Aufgaben
[1] Gib den Absatz aus dem Forumsthread zum Angeln in Ampuriabrava, der mit „Ganz Ampuriabrava ist durchzogen“ beginnt, als knappe Liste wieder und behalte dabei die wesentlichen Fakten bei.
[2] Zitiere bitte aus dem Forumsthread zum Angeln in Ampuriabrava die Stelle zwischen „Ganz Ampuriabrava ist“ und „noch nicht geangelt.“, beide eingeschlossen.

Ausgewählter Abschnitt
────

# angeln ampuriabrava



## Big-Nono (11. Juli 2007)

hallo und hilfe hilfe hilfe hilfe ich wollt eigentlich in den bodden zum riesen zocken|abgelehn leider hat mir meine bessere hälfte einen strich durch die rechnung gemacht und mich mit einem netten spanien urlaub überrascht|krach: ja toll jetzt geht es nach ampuriabrava aber den stock lasse ich bestimmt nicht zuhause da hat sie falsch gedacht jetzt brauche ich armer mann eure hilfe damit i dort auch ein erfolgs erlebnis verbuchen kann und etwas zu tage fördere werde mich wohl nicht auf ein boot schleichen können aber i finde schon einen ruhigen platz.möchte gerne wissen was man dort worauf fangen kann vielleicht kann mir ja jemand helfen damit ich wenigstens ein wenig über die bodden niederlage hinweg komme vielen dank u petri heil euer big-nono :vik:


----------



## Hechtangler1974 (19. Juli 2007)

*AW: angeln ampuriabrava*



Big-Nono schrieb:


> hallo und hilfe hilfe hilfe hilfe ich wollt eigentlich in den bodden zum riesen zocken|abgelehn leider hat mir meine bessere hälfte einen strich durch die rechnung gemacht und mich mit einem netten spanien urlaub überrascht|krach: ja toll jetzt geht es nach ampuriabrava aber den stock lasse ich bestimmt nicht zuhause da hat sie falsch gedacht jetzt brauche ich armer mann eure hilfe damit i dort auch ein erfolgs erlebnis verbuchen kann und etwas zu tage fördere werde mich wohl nicht auf ein boot schleichen können aber i finde schon einen ruhigen platz.möchte gerne wissen was man dort worauf fangen kann vielleicht kann mir ja jemand helfen damit ich wenigstens ein wenig über die bodden niederlage hinweg komme vielen dank u petri heil euer big-nono :vik:


 
Ganz Ampuriabrava ist durchzogen mit Kanälen. Hier kannste angeln ohne Strömung oder größeren Bootsverkehr. Im offenen Meer oder Brandung hab ich dort noch nicht geangelt.

────

Erfasste Daten

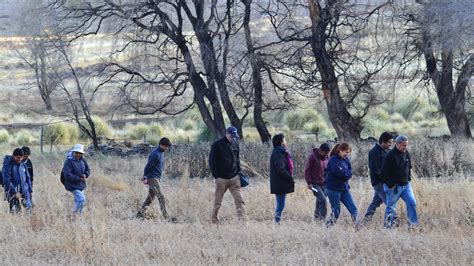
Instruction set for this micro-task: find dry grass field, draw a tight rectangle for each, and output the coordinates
[0,153,474,265]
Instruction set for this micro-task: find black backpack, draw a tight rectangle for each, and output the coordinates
[59,168,64,185]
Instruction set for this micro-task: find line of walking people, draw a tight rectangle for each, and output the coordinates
[2,126,418,228]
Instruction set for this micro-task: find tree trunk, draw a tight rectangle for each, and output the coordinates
[308,0,362,142]
[242,0,271,143]
[423,34,474,138]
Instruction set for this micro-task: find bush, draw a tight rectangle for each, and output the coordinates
[197,126,216,143]
[0,129,10,143]
[65,123,80,144]
[129,123,150,140]
[390,113,405,123]
[286,110,322,130]
[411,112,425,122]
[15,129,33,146]
[44,123,69,144]
[149,123,163,136]
[79,116,110,140]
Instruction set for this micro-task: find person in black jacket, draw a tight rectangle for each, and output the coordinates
[381,135,418,228]
[21,146,34,204]
[364,132,393,221]
[270,134,295,223]
[209,126,246,224]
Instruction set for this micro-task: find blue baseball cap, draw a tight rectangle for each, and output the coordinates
[226,126,240,139]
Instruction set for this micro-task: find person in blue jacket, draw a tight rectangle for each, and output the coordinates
[136,137,177,222]
[2,148,33,213]
[63,144,91,214]
[326,142,357,225]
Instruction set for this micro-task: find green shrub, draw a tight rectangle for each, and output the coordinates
[79,116,110,140]
[0,129,10,143]
[390,113,405,124]
[15,129,33,146]
[149,123,163,136]
[197,126,216,142]
[44,123,69,144]
[286,110,321,130]
[411,112,425,122]
[65,123,81,144]
[130,123,150,140]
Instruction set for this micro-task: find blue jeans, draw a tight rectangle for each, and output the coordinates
[275,194,286,223]
[365,183,386,219]
[383,183,418,228]
[71,189,86,214]
[326,189,357,224]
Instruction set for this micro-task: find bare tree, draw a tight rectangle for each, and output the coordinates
[397,0,474,138]
[51,0,252,139]
[49,35,104,150]
[267,0,394,141]
[11,3,58,111]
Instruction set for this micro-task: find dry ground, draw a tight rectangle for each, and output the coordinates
[0,157,474,265]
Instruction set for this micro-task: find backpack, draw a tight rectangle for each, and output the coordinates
[59,168,64,185]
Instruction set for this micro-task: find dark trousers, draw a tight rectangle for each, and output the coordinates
[365,183,386,219]
[312,185,328,220]
[139,178,169,219]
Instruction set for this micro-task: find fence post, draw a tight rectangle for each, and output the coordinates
[40,124,44,154]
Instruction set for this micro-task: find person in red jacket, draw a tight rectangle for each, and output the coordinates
[304,143,331,221]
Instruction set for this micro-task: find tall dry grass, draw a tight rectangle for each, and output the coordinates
[0,153,474,265]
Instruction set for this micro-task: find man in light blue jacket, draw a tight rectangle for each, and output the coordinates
[2,149,33,213]
[61,144,91,214]
[137,138,176,222]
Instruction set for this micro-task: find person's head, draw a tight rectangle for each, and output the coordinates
[159,137,171,151]
[225,126,240,142]
[331,142,352,158]
[12,148,25,163]
[71,144,84,160]
[318,143,331,157]
[21,146,31,161]
[395,135,408,152]
[272,133,286,148]
[379,132,393,149]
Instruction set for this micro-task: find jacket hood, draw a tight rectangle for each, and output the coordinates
[3,155,14,165]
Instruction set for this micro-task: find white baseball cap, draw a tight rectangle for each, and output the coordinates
[71,144,84,153]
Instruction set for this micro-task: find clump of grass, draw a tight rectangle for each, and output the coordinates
[44,123,69,145]
[15,129,34,146]
[0,129,10,143]
[79,116,111,140]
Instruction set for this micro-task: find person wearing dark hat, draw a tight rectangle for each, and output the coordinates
[270,133,295,224]
[136,137,177,222]
[380,135,418,229]
[21,146,34,201]
[209,126,246,224]
[62,144,91,214]
[304,143,331,221]
[2,148,33,213]
[364,132,393,222]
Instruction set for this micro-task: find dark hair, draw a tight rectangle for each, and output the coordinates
[160,137,171,147]
[379,131,393,143]
[331,142,352,156]
[21,146,31,155]
[272,133,285,148]
[13,148,25,156]
[319,143,331,151]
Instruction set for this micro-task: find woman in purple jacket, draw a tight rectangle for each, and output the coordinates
[326,142,357,225]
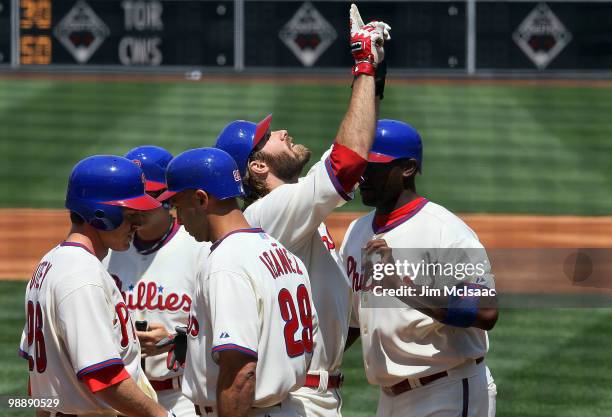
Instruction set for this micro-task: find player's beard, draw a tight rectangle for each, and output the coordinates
[244,142,310,207]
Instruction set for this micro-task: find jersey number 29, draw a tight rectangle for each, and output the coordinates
[278,284,312,358]
[27,301,47,374]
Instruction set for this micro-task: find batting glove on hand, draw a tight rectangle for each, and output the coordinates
[155,326,187,372]
[349,4,391,76]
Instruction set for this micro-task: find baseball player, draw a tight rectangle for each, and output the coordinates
[159,148,317,417]
[103,146,210,417]
[340,120,498,417]
[20,155,174,417]
[215,5,390,417]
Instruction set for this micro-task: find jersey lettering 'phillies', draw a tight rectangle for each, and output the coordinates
[19,243,141,414]
[340,198,495,386]
[103,223,210,381]
[183,229,318,407]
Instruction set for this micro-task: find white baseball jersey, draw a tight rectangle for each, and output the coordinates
[183,229,317,408]
[340,197,494,386]
[20,242,141,414]
[102,223,210,381]
[244,148,351,372]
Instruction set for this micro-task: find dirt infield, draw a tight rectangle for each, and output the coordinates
[0,209,612,292]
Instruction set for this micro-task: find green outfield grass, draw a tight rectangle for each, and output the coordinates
[0,80,612,215]
[0,282,612,417]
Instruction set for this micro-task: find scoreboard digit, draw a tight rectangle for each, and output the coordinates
[19,0,53,65]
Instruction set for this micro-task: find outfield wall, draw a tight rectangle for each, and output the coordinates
[0,0,612,77]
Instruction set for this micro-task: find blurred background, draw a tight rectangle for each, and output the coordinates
[0,0,612,417]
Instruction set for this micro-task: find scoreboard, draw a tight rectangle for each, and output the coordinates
[0,0,612,73]
[13,0,234,67]
[0,0,465,70]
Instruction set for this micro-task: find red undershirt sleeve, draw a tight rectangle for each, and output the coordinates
[329,143,368,193]
[80,365,130,393]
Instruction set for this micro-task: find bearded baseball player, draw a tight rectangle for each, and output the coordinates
[103,146,210,417]
[215,5,390,417]
[340,120,498,417]
[159,148,317,417]
[20,155,174,417]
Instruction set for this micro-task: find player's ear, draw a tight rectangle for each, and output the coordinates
[249,159,270,177]
[402,158,419,178]
[194,190,209,210]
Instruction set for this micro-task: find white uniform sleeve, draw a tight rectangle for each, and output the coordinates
[209,271,260,361]
[245,158,350,249]
[57,284,125,378]
[19,320,29,359]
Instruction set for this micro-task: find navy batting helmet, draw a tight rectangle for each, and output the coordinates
[125,146,172,191]
[368,119,423,171]
[65,155,160,231]
[157,148,244,201]
[215,114,272,177]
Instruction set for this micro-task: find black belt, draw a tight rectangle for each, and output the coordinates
[383,357,484,396]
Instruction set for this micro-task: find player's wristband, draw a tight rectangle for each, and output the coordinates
[353,61,376,77]
[441,284,478,328]
[374,60,387,100]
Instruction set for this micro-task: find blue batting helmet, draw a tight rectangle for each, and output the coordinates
[215,114,272,177]
[65,155,160,231]
[368,119,423,170]
[157,148,244,201]
[125,146,172,191]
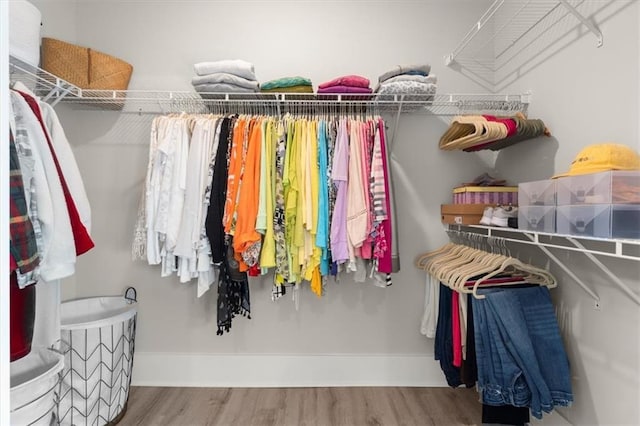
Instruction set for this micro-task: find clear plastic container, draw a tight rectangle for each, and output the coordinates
[518,206,556,232]
[557,171,640,206]
[518,179,556,206]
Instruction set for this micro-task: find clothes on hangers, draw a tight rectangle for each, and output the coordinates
[472,286,573,419]
[138,114,392,332]
[10,83,94,288]
[416,233,573,419]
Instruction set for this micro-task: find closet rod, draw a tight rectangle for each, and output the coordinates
[567,237,640,305]
[524,234,600,303]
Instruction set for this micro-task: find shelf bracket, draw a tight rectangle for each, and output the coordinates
[560,0,604,47]
[567,237,640,305]
[524,233,600,302]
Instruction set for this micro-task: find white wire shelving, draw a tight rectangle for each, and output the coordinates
[447,225,640,306]
[445,0,603,65]
[10,57,530,116]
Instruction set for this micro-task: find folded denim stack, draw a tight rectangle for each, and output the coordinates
[191,59,260,97]
[260,76,313,93]
[318,75,372,94]
[375,64,438,100]
[471,286,573,419]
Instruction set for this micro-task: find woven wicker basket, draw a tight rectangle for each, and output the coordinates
[42,37,133,90]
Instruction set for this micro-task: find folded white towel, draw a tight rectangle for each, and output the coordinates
[193,83,258,93]
[191,72,258,90]
[374,74,438,92]
[378,64,431,83]
[193,59,256,80]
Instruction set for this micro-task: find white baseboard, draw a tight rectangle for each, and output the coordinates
[131,352,447,387]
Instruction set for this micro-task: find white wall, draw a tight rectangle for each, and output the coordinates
[472,1,640,425]
[41,1,496,385]
[27,0,640,424]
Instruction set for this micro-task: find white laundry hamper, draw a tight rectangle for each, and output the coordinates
[10,348,64,426]
[56,287,137,426]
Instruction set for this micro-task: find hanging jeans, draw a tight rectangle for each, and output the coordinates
[472,286,573,418]
[434,284,462,388]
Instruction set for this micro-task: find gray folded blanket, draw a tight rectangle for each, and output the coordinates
[191,72,258,90]
[193,59,256,80]
[374,74,438,92]
[378,64,431,83]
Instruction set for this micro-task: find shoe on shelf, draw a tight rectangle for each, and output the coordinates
[491,206,518,228]
[480,207,493,226]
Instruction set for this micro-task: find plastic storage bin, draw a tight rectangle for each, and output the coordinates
[57,289,137,426]
[518,206,556,232]
[611,204,640,239]
[518,179,556,206]
[557,171,640,206]
[558,204,640,239]
[10,348,64,426]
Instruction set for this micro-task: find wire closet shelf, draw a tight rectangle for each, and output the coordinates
[10,56,530,116]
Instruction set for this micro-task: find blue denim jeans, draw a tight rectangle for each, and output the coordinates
[434,284,462,388]
[472,286,573,418]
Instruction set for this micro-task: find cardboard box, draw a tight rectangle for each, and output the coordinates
[440,204,495,225]
[453,186,518,206]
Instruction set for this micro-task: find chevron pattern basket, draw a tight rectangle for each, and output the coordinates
[56,297,137,426]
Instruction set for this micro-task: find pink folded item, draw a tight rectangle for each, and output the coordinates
[318,75,369,89]
[318,86,372,93]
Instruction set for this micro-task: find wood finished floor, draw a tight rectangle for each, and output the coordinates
[119,387,482,426]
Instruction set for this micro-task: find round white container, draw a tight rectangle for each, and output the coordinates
[10,349,64,426]
[57,296,137,426]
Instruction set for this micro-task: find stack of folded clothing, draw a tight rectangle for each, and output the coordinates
[260,77,313,93]
[191,59,260,97]
[318,75,372,94]
[375,64,438,99]
[438,112,551,152]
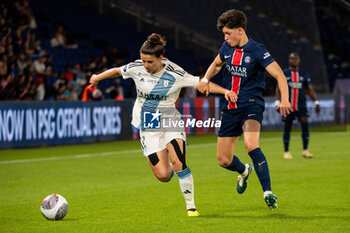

────

Lösungen
[1]
- Ampuriabrava ist vollständig von Kanälen durchzogen.
- In den Kanälen kann man ohne Strömung und ohne größeren Bootsverkehr angeln.
- Im offenen Meer oder in der Brandung hat Hechtangler1974 dort noch nicht geangelt.

[2]
Ganz Ampuriabrava ist durchzogen mit Kanälen. Hier kannste angeln ohne Strömung oder größeren Bootsverkehr. Im offenen Meer oder Brandung hab ich dort noch nicht geangelt.